◆ TAREA ASIGNADA
Transcribe, por favor, sin ningún cambio el pasaje del texto sobre la educación secundaria que empieza en las palabras "Vivimos cambios de" y termina después de "lo que leen.".

◆ TEXTO PROPORCIONADO
******************************
La mala calidad de la educación secundaria es algo que ya no se puede negar. Dejando de lado los eufemismos, apelar al viejo mote y a la “burrez” para designar “el producto que se obtiene después de largos años de educación obligatoria” es pegar y recibir un bofetazo; es hora de que las autoridades responsables y los especialistas se ocupen seriamente de los que está pasando, porque “el producto” son nuestros jóvenes, y que “están burros” significa que el Estado (independientemente de los gobernantes que hayan transitado por sus concretas oficinas) está fallando desde hace años en su obligación de garantizar que se cumpla el derecho a recibir una educación de calidad.

Vivimos cambios de todo tipo: en las incumbencias de los títulos, en las cargas horarias, en los contenidos, en los nombres de las áreas de estudio; se corrieron ejes centrales, se volvió accesorio o periférico lo que no lo era, se cambiaron reglas, se incorporaron otras. Se prolongó la infancia insertando la secundaria dentro de la primaria, se compartieron edificios, se multiplicaron los tabiques de durlock, se mezclaron las edades, los ruidos de los recreos. Llegaron libros nuevos, las netbooks, se invirtió mucho dinero y hoy, ahora, el resultado es que los docentes estuvieron en una larga huelga reclamando a los gritos, el estado de los edificios es desastroso y los alumnos no están calificados para aprobar pruebas o, simplemente, para comprender lo que leen.

Es muy fácil culpar a los docentes de eso, agregar a la agresiva lista el contundente e inverosímil hecho de que no están enseñando. Es simple: la gente continúa imaginando que en las aulas hay profesores de traje y maletín desarrollando temas ante alumnos proljamente sentados. ¿Es que las maestras se quedaron mudas, que el profesor intencionadamente está explicando mal? No hace falta profundizar demasiado en la idea para darse cuenta de que es un disparate.
******************************
◆ DATOS SIN PROCESAR
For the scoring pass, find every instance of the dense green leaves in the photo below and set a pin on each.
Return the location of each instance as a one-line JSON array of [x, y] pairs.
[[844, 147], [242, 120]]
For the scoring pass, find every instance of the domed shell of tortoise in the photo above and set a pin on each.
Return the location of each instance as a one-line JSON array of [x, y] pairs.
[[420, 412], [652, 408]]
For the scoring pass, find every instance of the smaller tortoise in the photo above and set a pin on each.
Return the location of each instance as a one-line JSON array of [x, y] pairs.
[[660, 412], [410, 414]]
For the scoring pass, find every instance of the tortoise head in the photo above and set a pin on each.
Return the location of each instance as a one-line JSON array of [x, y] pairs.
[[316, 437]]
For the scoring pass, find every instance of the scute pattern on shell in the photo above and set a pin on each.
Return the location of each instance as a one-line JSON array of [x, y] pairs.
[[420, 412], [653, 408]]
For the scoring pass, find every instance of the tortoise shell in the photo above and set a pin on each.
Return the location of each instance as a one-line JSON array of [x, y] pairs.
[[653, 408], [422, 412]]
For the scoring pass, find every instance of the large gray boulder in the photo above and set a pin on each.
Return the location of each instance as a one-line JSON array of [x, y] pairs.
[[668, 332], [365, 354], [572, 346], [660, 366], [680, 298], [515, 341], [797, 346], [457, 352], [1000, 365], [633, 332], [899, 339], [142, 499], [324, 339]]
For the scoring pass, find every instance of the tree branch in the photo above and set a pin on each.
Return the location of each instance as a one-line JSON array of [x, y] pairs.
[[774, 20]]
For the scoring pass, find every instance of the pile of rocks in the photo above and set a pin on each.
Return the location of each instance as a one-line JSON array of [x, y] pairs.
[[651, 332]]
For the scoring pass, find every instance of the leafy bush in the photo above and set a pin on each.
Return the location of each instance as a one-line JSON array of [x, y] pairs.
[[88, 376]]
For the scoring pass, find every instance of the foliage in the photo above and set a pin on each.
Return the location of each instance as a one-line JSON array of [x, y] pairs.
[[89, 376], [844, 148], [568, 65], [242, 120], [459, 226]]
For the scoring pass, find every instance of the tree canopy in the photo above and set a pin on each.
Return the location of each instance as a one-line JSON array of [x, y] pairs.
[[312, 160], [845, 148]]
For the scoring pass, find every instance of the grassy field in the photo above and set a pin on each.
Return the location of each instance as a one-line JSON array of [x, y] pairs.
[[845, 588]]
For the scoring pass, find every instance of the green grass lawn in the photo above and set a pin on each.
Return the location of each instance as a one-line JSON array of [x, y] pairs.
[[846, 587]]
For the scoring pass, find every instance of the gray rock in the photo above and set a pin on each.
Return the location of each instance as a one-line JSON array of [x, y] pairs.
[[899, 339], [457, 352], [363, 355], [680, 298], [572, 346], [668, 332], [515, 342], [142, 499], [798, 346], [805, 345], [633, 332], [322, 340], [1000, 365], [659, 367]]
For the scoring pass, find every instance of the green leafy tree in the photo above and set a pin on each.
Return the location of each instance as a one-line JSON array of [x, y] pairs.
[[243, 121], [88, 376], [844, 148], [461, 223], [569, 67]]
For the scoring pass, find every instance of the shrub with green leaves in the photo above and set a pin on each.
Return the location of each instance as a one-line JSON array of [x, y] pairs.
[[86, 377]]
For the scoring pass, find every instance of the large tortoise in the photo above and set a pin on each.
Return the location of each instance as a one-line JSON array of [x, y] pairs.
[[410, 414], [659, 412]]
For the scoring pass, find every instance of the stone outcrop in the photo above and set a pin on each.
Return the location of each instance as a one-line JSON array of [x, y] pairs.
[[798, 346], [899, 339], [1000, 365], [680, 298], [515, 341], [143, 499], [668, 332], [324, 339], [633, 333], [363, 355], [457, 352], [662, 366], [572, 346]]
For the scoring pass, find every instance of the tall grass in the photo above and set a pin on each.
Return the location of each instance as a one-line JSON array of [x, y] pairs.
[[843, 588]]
******************************
◆ RESULTADO DEL EJERCICIO
Vivimos cambios de todo tipo: en las incumbencias de los títulos, en las cargas horarias, en los contenidos, en los nombres de las áreas de estudio; se corrieron ejes centrales, se volvió accesorio o periférico lo que no lo era, se cambiaron reglas, se incorporaron otras. Se prolongó la infancia insertando la secundaria dentro de la primaria, se compartieron edificios, se multiplicaron los tabiques de durlock, se mezclaron las edades, los ruidos de los recreos. Llegaron libros nuevos, las netbooks, se invirtió mucho dinero y hoy, ahora, el resultado es que los docentes estuvieron en una larga huelga reclamando a los gritos, el estado de los edificios es desastroso y los alumnos no están calificados para aprobar pruebas o, simplemente, para comprender lo que leen.